__Information supplied__.

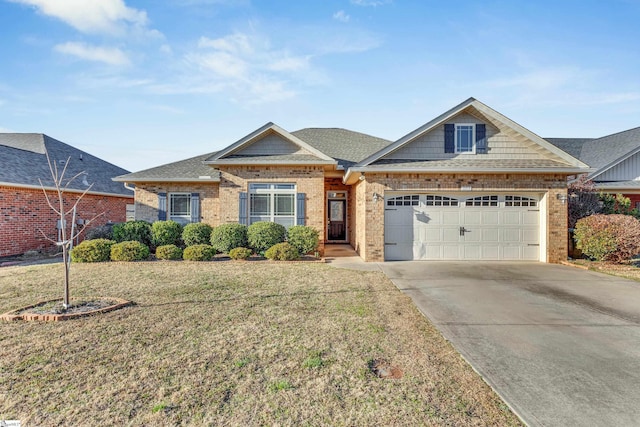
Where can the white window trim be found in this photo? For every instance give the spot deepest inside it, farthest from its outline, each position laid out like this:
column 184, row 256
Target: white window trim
column 272, row 191
column 170, row 215
column 473, row 138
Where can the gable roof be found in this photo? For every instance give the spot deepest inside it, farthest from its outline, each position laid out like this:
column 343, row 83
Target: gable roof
column 345, row 146
column 485, row 110
column 188, row 170
column 24, row 161
column 230, row 154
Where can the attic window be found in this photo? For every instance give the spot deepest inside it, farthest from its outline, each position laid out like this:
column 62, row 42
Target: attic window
column 465, row 138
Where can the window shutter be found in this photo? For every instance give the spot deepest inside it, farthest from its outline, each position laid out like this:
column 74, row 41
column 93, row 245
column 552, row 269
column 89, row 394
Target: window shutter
column 481, row 138
column 195, row 207
column 242, row 209
column 449, row 138
column 300, row 197
column 162, row 206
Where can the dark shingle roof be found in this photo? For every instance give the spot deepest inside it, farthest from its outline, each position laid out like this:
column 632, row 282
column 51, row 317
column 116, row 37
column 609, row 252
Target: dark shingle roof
column 346, row 146
column 572, row 146
column 183, row 170
column 24, row 161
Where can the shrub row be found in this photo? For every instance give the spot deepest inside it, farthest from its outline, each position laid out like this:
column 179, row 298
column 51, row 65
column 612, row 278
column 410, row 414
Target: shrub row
column 259, row 236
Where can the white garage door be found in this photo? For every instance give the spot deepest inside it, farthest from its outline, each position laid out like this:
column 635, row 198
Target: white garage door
column 453, row 227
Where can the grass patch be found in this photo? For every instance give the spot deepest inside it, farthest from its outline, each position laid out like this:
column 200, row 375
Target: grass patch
column 279, row 345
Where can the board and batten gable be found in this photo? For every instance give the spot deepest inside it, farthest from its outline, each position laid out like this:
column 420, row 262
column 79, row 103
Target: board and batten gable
column 503, row 143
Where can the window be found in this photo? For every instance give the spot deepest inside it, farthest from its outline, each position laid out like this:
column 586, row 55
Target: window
column 440, row 201
column 465, row 138
column 412, row 200
column 180, row 207
column 272, row 202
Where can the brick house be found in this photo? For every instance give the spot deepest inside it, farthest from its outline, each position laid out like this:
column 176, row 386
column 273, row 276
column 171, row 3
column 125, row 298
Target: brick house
column 24, row 212
column 470, row 184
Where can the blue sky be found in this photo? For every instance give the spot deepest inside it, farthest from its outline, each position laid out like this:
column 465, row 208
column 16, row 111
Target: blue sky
column 143, row 83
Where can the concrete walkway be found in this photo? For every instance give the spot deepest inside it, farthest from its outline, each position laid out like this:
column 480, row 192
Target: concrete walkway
column 560, row 345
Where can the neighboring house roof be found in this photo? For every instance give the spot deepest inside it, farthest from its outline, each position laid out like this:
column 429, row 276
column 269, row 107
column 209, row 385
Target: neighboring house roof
column 189, row 170
column 24, row 163
column 239, row 152
column 346, row 146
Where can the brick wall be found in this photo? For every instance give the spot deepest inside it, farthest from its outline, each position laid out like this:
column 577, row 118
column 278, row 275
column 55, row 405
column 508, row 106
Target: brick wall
column 24, row 212
column 147, row 199
column 369, row 241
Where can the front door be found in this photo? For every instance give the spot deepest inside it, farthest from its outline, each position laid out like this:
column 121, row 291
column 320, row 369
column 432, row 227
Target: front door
column 337, row 220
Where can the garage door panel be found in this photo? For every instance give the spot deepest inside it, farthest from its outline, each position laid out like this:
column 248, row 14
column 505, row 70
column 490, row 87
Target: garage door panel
column 431, row 229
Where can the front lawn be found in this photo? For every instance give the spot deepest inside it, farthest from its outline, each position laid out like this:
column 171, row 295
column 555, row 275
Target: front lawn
column 226, row 343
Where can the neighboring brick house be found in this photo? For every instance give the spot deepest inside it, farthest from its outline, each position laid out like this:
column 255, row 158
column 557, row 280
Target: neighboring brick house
column 469, row 185
column 615, row 160
column 24, row 212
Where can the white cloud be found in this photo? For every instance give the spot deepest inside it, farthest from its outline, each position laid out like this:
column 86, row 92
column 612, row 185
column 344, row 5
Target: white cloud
column 107, row 55
column 94, row 16
column 373, row 3
column 341, row 16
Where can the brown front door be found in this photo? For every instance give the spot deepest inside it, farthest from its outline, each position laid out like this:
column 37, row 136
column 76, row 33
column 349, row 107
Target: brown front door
column 337, row 220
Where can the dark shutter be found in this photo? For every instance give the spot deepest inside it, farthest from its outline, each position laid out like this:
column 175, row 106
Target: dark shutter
column 242, row 209
column 195, row 207
column 449, row 138
column 481, row 139
column 300, row 208
column 162, row 206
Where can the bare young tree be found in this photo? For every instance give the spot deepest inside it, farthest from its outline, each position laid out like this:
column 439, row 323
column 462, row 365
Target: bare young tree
column 65, row 237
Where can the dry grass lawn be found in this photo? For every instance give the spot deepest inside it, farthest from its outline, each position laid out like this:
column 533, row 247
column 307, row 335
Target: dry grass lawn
column 226, row 343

__Exercise instructions__.
What is needed is the exact run of lines from the start of the data through the line with "column 184, row 256", both ends included, minus the pictures.

__Task answer__.
Where can the white window trim be found in this photo? For every instance give the spot deepest inside it, farthest from its outline, each position laid out like this:
column 184, row 256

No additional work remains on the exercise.